*Exercise material*
***

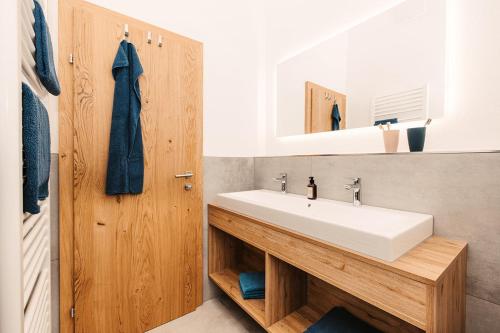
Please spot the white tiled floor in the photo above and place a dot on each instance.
(219, 315)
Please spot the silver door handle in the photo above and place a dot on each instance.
(187, 174)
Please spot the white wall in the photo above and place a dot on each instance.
(232, 38)
(400, 50)
(325, 65)
(11, 305)
(472, 115)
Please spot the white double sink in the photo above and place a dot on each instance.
(382, 233)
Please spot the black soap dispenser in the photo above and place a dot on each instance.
(312, 189)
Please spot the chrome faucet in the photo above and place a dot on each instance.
(282, 178)
(356, 191)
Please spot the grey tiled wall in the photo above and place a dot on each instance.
(222, 174)
(461, 191)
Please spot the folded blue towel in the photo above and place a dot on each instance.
(252, 285)
(44, 57)
(339, 320)
(125, 172)
(36, 151)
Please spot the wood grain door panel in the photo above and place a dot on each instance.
(137, 258)
(319, 106)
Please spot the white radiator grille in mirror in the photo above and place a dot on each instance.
(405, 106)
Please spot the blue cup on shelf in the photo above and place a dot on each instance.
(416, 138)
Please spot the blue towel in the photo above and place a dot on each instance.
(44, 57)
(36, 151)
(339, 320)
(125, 172)
(252, 285)
(336, 117)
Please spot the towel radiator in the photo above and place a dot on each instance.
(36, 270)
(406, 105)
(35, 228)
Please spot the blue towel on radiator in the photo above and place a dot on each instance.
(125, 172)
(44, 57)
(252, 285)
(36, 151)
(336, 119)
(339, 320)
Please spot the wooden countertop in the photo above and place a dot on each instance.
(427, 262)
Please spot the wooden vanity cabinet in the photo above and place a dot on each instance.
(422, 291)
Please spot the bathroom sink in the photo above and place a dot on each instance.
(378, 232)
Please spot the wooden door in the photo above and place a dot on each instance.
(137, 258)
(319, 106)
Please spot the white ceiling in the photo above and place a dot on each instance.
(312, 21)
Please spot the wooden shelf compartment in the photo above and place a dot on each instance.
(296, 300)
(228, 257)
(424, 290)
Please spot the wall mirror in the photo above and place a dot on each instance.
(389, 68)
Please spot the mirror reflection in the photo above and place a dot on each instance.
(389, 68)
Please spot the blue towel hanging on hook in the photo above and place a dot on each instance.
(44, 57)
(336, 119)
(36, 151)
(125, 172)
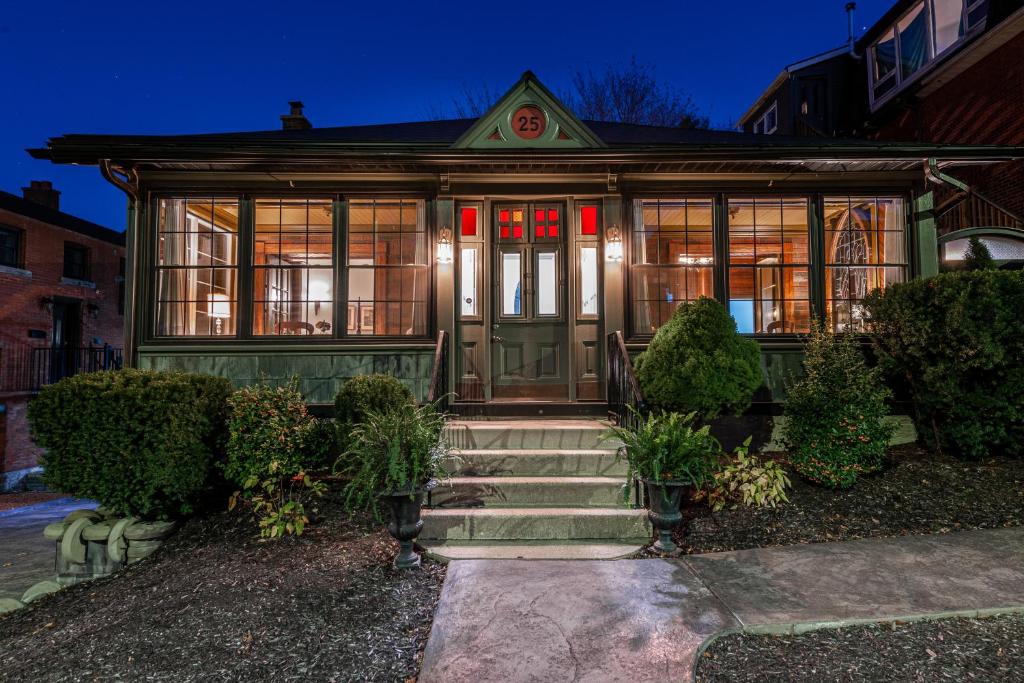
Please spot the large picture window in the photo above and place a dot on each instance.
(865, 249)
(673, 257)
(769, 291)
(388, 278)
(293, 267)
(197, 267)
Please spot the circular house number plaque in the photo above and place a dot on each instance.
(528, 122)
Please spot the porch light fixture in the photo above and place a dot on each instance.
(218, 307)
(444, 253)
(613, 244)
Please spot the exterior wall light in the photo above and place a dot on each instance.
(613, 244)
(444, 252)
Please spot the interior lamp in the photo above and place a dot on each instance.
(218, 307)
(444, 252)
(613, 244)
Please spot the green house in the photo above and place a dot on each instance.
(500, 254)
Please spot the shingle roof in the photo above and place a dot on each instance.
(24, 207)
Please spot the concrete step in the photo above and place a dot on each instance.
(550, 434)
(539, 492)
(536, 462)
(620, 523)
(528, 550)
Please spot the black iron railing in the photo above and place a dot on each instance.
(31, 369)
(438, 390)
(625, 397)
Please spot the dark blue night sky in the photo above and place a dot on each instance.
(205, 67)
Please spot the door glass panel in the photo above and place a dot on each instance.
(468, 281)
(588, 281)
(511, 284)
(547, 284)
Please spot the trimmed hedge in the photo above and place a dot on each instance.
(957, 340)
(697, 363)
(140, 442)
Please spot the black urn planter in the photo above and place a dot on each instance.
(663, 510)
(406, 523)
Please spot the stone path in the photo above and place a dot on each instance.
(648, 620)
(26, 557)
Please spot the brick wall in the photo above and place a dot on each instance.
(22, 309)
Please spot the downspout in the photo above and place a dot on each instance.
(127, 181)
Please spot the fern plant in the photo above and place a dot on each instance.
(393, 451)
(664, 447)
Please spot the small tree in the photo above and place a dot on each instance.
(835, 428)
(978, 257)
(698, 363)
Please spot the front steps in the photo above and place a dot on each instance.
(532, 489)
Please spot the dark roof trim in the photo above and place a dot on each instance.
(24, 207)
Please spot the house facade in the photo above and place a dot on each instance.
(948, 72)
(62, 283)
(526, 237)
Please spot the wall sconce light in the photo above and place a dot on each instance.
(218, 307)
(613, 244)
(444, 253)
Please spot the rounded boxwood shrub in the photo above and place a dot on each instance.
(835, 415)
(697, 363)
(957, 340)
(140, 442)
(361, 394)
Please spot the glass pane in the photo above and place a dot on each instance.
(547, 284)
(588, 281)
(912, 41)
(511, 284)
(467, 292)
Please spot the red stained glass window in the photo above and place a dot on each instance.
(588, 220)
(469, 221)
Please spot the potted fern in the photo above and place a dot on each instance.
(668, 455)
(393, 457)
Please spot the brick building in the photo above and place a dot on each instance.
(61, 279)
(929, 71)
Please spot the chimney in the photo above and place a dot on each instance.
(296, 120)
(41, 191)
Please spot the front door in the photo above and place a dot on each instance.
(529, 349)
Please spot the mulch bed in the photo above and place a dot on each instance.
(918, 493)
(216, 603)
(19, 500)
(955, 649)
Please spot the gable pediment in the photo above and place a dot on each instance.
(528, 116)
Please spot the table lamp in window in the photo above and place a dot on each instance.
(218, 307)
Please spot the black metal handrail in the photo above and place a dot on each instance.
(31, 369)
(438, 391)
(624, 390)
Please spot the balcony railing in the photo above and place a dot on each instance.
(31, 369)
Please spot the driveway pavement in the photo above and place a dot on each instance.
(26, 557)
(648, 620)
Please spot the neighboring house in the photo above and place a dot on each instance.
(62, 285)
(929, 71)
(527, 236)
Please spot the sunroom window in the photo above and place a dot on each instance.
(197, 267)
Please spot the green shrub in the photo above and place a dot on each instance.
(698, 363)
(749, 481)
(664, 447)
(360, 395)
(398, 449)
(272, 442)
(836, 428)
(140, 442)
(957, 340)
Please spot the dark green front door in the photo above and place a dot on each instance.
(529, 348)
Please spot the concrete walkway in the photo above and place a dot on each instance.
(26, 557)
(648, 620)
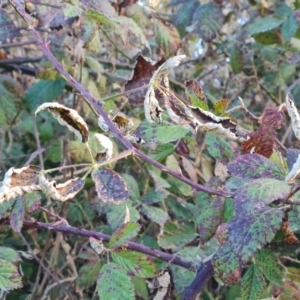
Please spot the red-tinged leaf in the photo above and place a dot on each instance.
(291, 157)
(63, 191)
(10, 277)
(136, 264)
(260, 142)
(67, 117)
(226, 265)
(246, 234)
(124, 234)
(142, 73)
(254, 166)
(222, 233)
(258, 192)
(18, 182)
(110, 186)
(17, 215)
(272, 117)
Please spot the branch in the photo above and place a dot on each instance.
(204, 272)
(93, 102)
(104, 237)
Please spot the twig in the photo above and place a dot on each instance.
(101, 236)
(90, 99)
(204, 272)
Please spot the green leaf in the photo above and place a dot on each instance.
(226, 265)
(10, 278)
(236, 60)
(258, 192)
(255, 166)
(136, 264)
(9, 254)
(17, 215)
(114, 283)
(88, 274)
(124, 234)
(155, 214)
(181, 282)
(5, 207)
(176, 235)
(7, 106)
(110, 186)
(207, 21)
(43, 91)
(184, 16)
(252, 284)
(218, 147)
(134, 191)
(264, 24)
(246, 234)
(162, 151)
(7, 28)
(208, 215)
(259, 227)
(162, 134)
(289, 27)
(167, 38)
(131, 26)
(268, 265)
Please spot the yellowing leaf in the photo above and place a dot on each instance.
(18, 182)
(294, 115)
(61, 192)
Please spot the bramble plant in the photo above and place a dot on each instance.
(183, 182)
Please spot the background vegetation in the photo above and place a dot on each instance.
(190, 213)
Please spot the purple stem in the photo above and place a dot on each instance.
(89, 98)
(104, 237)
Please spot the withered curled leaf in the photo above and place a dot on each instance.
(221, 126)
(61, 192)
(180, 113)
(110, 186)
(67, 117)
(294, 115)
(142, 73)
(107, 145)
(151, 106)
(18, 182)
(161, 284)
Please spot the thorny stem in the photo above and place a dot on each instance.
(90, 99)
(105, 238)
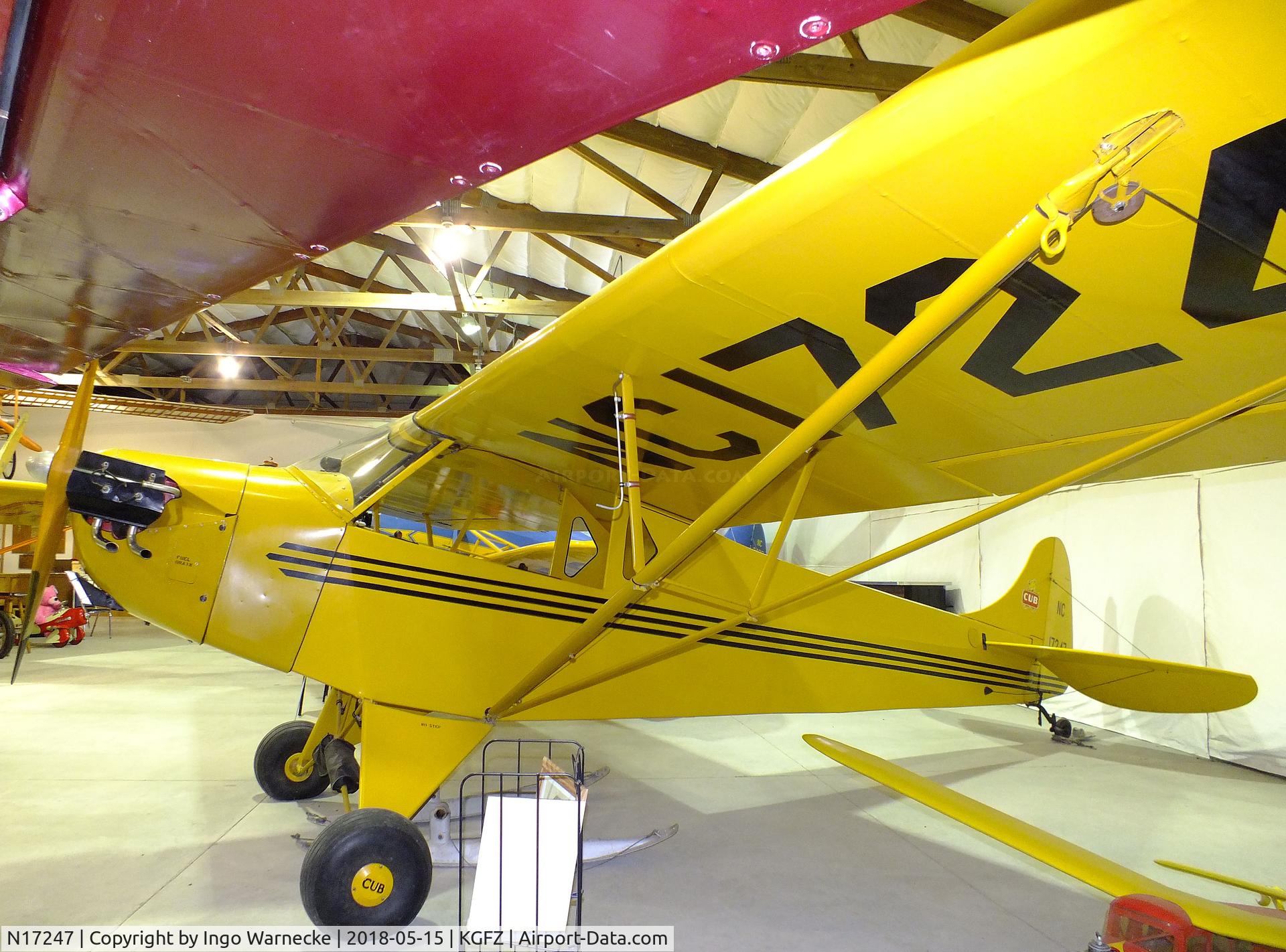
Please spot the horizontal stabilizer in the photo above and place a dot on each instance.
(19, 503)
(1141, 684)
(1041, 844)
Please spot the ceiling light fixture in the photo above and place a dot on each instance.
(449, 242)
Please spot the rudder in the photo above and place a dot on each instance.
(1037, 608)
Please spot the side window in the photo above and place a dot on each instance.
(580, 549)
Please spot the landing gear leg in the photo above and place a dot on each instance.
(372, 865)
(289, 763)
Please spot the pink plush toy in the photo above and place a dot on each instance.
(49, 605)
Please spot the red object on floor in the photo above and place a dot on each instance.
(70, 626)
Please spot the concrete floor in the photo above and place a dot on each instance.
(129, 799)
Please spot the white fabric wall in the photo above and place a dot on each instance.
(1185, 568)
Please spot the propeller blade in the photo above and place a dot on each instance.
(53, 511)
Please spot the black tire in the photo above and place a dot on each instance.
(278, 746)
(336, 865)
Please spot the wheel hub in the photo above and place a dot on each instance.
(297, 767)
(372, 884)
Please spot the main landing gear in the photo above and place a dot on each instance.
(370, 866)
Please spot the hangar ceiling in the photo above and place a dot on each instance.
(401, 317)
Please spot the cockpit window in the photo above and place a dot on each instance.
(580, 548)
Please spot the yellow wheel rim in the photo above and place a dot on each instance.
(372, 884)
(299, 769)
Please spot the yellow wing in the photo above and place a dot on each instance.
(19, 503)
(1141, 684)
(1076, 861)
(749, 321)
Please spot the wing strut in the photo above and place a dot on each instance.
(1042, 230)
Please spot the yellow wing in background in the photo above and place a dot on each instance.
(19, 503)
(1141, 684)
(1054, 851)
(750, 320)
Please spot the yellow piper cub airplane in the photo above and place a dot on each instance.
(889, 321)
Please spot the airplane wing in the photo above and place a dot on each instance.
(750, 320)
(1054, 851)
(19, 503)
(170, 155)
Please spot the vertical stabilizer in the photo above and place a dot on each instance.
(1037, 608)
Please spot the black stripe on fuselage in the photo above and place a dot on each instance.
(1002, 671)
(455, 594)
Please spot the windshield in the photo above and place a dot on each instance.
(377, 457)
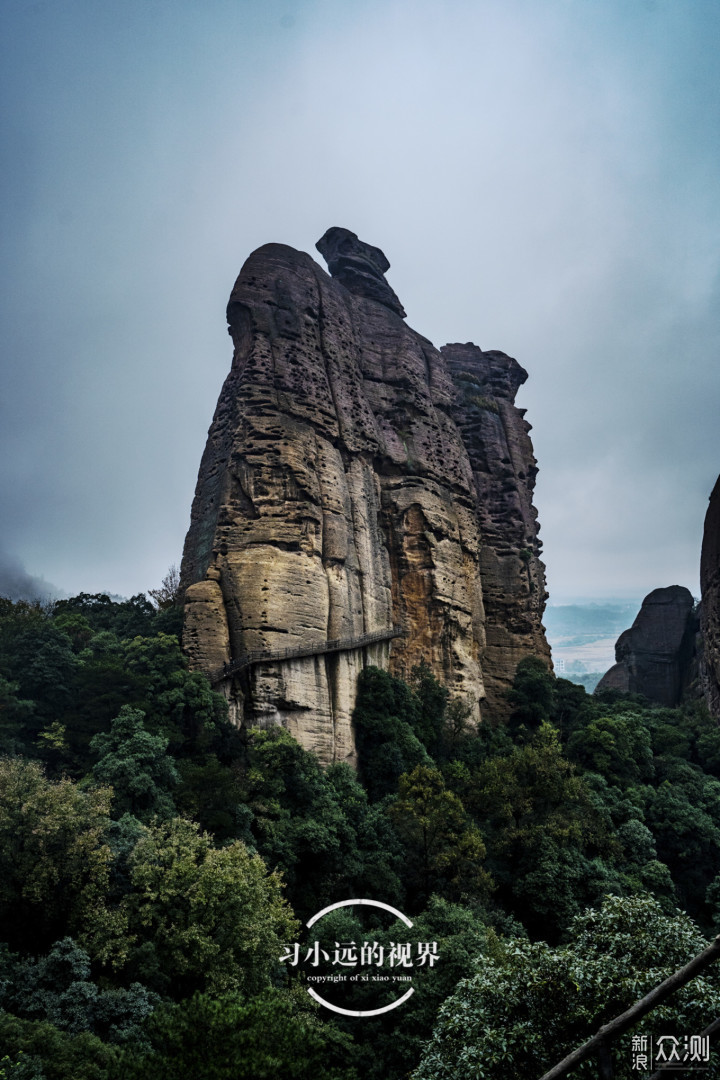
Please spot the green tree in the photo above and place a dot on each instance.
(54, 861)
(544, 831)
(136, 765)
(529, 1004)
(202, 917)
(444, 850)
(386, 717)
(273, 1036)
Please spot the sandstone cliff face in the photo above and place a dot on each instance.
(709, 578)
(337, 498)
(497, 439)
(656, 656)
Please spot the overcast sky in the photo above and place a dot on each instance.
(543, 176)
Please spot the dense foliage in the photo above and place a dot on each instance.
(154, 862)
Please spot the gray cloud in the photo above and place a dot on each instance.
(542, 175)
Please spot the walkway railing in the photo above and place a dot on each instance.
(312, 649)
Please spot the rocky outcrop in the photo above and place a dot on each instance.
(497, 437)
(709, 578)
(337, 498)
(656, 656)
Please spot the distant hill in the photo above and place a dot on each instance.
(582, 635)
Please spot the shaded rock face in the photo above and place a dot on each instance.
(337, 498)
(656, 656)
(709, 578)
(497, 439)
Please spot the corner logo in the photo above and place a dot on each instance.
(370, 956)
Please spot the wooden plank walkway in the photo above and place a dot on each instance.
(313, 649)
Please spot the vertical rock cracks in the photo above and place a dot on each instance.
(356, 478)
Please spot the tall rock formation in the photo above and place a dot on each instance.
(497, 437)
(356, 480)
(709, 579)
(656, 656)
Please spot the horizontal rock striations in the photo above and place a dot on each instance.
(656, 656)
(349, 486)
(497, 439)
(709, 579)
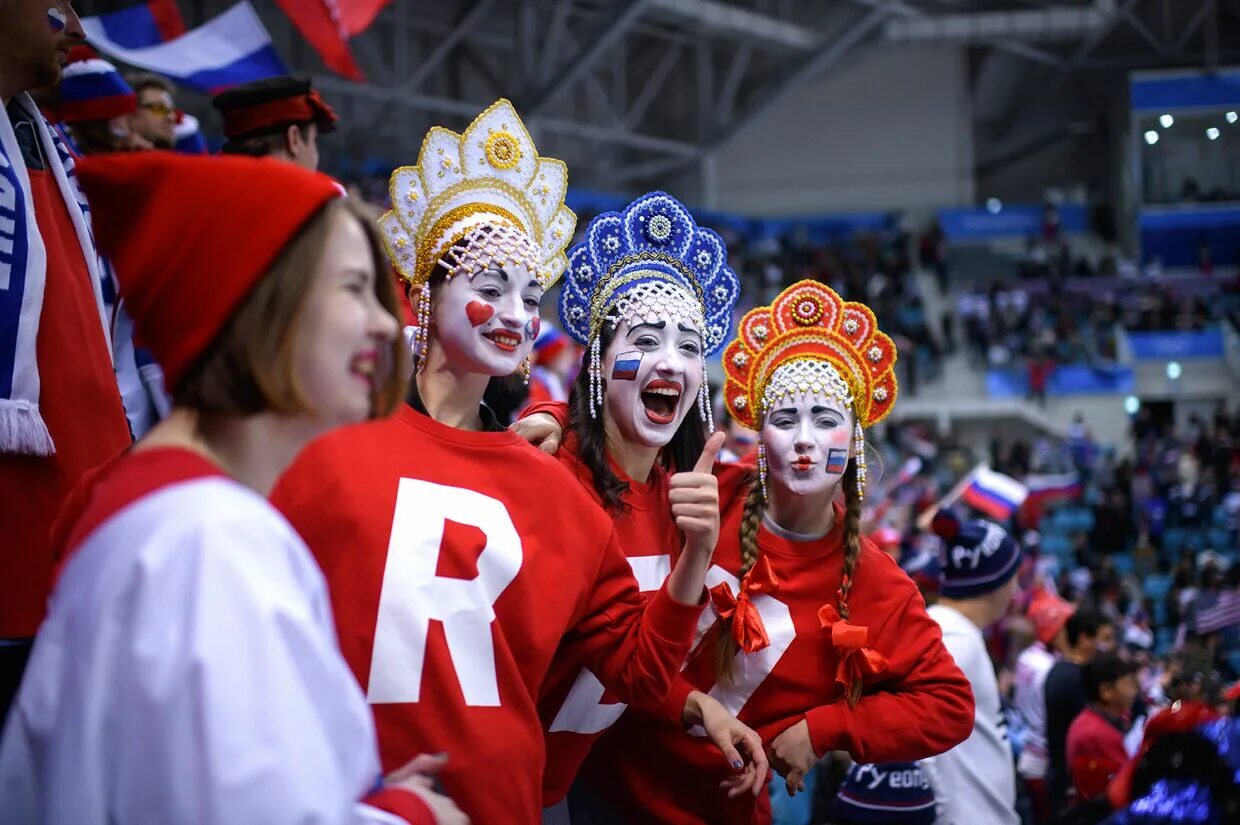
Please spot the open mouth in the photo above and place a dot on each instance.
(505, 340)
(365, 367)
(660, 398)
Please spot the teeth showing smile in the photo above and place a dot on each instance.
(505, 340)
(660, 400)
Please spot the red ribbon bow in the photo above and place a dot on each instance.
(747, 623)
(856, 660)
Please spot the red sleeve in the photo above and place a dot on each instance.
(634, 643)
(672, 709)
(557, 410)
(402, 803)
(920, 709)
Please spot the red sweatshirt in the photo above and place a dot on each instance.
(1095, 752)
(574, 707)
(647, 767)
(458, 562)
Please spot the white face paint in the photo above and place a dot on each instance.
(807, 444)
(487, 323)
(654, 371)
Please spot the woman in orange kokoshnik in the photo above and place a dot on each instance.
(821, 643)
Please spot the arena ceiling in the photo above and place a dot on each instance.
(630, 91)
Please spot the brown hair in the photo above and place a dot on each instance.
(248, 369)
(143, 81)
(750, 522)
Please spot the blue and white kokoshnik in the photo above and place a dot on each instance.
(652, 259)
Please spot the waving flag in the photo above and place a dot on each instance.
(995, 494)
(227, 50)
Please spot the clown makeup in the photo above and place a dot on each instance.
(655, 371)
(481, 321)
(807, 439)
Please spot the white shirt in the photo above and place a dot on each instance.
(1032, 666)
(975, 782)
(187, 673)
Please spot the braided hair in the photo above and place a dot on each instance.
(750, 522)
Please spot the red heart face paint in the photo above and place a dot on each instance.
(479, 313)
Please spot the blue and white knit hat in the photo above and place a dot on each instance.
(895, 793)
(650, 261)
(977, 556)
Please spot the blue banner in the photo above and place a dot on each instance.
(1184, 92)
(1176, 235)
(1022, 220)
(1166, 346)
(1065, 380)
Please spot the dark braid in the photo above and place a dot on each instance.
(678, 455)
(852, 553)
(750, 522)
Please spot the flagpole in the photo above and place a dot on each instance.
(947, 500)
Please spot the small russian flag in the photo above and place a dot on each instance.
(837, 460)
(232, 47)
(1044, 489)
(625, 367)
(995, 494)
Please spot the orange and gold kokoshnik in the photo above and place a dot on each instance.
(810, 321)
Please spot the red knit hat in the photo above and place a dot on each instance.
(190, 237)
(1049, 614)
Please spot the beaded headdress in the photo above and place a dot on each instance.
(650, 262)
(811, 341)
(476, 200)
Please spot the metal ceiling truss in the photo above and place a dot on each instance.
(630, 91)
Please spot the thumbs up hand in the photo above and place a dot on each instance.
(695, 498)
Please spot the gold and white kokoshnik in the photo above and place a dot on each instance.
(474, 201)
(810, 379)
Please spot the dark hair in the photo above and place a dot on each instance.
(750, 522)
(143, 81)
(1085, 622)
(678, 455)
(249, 367)
(1105, 669)
(262, 145)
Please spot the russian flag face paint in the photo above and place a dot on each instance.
(56, 19)
(626, 366)
(837, 460)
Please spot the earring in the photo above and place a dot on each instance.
(859, 458)
(422, 335)
(704, 411)
(595, 377)
(761, 467)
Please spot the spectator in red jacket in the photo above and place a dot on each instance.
(1095, 740)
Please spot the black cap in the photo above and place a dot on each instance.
(270, 106)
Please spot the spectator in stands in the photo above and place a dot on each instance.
(1089, 633)
(1049, 615)
(97, 106)
(279, 117)
(1095, 738)
(976, 779)
(155, 119)
(53, 308)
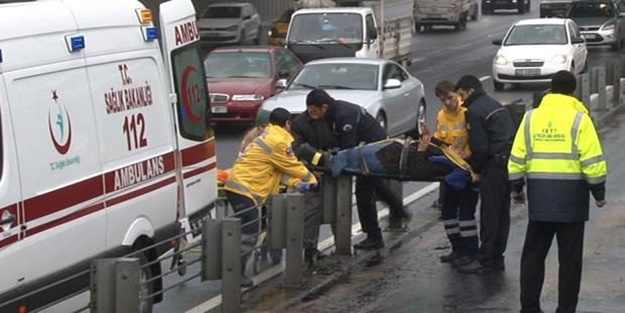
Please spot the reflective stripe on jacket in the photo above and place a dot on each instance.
(451, 128)
(558, 151)
(267, 162)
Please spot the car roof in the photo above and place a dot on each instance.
(247, 49)
(543, 21)
(350, 60)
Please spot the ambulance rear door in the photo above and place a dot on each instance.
(189, 96)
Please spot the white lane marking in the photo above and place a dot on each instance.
(324, 245)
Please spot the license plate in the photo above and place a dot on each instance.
(527, 72)
(219, 109)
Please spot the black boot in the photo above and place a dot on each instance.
(374, 241)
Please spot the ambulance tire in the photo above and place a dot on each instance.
(145, 289)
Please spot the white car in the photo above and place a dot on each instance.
(535, 49)
(229, 23)
(383, 87)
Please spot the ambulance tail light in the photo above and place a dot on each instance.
(144, 15)
(149, 33)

***

*What is expected*
Give exactly the lines from the one with "Please spot the white lane" to the end of the entries, nothing before them.

*Response below*
Please spot the white lane marking in the photo above and place a dot on each instance.
(324, 245)
Please spot the license plate in the photo above and place a dot on each instance.
(527, 72)
(219, 109)
Please spot the black boot in the photo above and place a dot on each instance.
(374, 241)
Please spot the ambulance tire in the photo above and place a dot on each instance.
(145, 289)
Please spot the white car in the photo above and place a dot on each instance.
(535, 49)
(229, 23)
(383, 87)
Please spot the ambulance tail light in the photo above and place a dot on each instance.
(144, 15)
(149, 33)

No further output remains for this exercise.